• Work item: Copy the rows word for word, starting at the very first line and ending with the line that contains "box: [228, 204, 257, 224]", both included.

※ ※ ※

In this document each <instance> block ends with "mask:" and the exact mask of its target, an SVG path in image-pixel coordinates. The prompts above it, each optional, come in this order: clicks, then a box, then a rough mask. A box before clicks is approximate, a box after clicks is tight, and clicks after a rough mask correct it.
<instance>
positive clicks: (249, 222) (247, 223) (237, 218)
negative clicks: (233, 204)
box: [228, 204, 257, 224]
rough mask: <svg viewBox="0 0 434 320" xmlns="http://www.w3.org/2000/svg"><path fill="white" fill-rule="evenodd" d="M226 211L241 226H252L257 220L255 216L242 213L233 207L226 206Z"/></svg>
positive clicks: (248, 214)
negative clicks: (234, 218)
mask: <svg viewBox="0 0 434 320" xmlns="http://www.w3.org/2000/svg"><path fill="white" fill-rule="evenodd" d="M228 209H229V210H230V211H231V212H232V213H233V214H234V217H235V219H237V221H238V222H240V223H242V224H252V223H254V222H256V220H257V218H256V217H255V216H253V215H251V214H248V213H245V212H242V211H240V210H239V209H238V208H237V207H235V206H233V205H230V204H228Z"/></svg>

※ ※ ※

• Response below:
In this document each <instance> block ends with "mask:" and the exact mask of its target, an SVG path in image-pixel coordinates. The prompts above it, each optional, come in this order: clicks, then a box, then a rough mask. A box before clicks is approximate, a box after clicks is tight, and clicks after a rough mask correct it.
<instance>
positive clicks: (249, 222) (247, 223) (237, 218)
negative clicks: (233, 204)
box: [228, 204, 257, 224]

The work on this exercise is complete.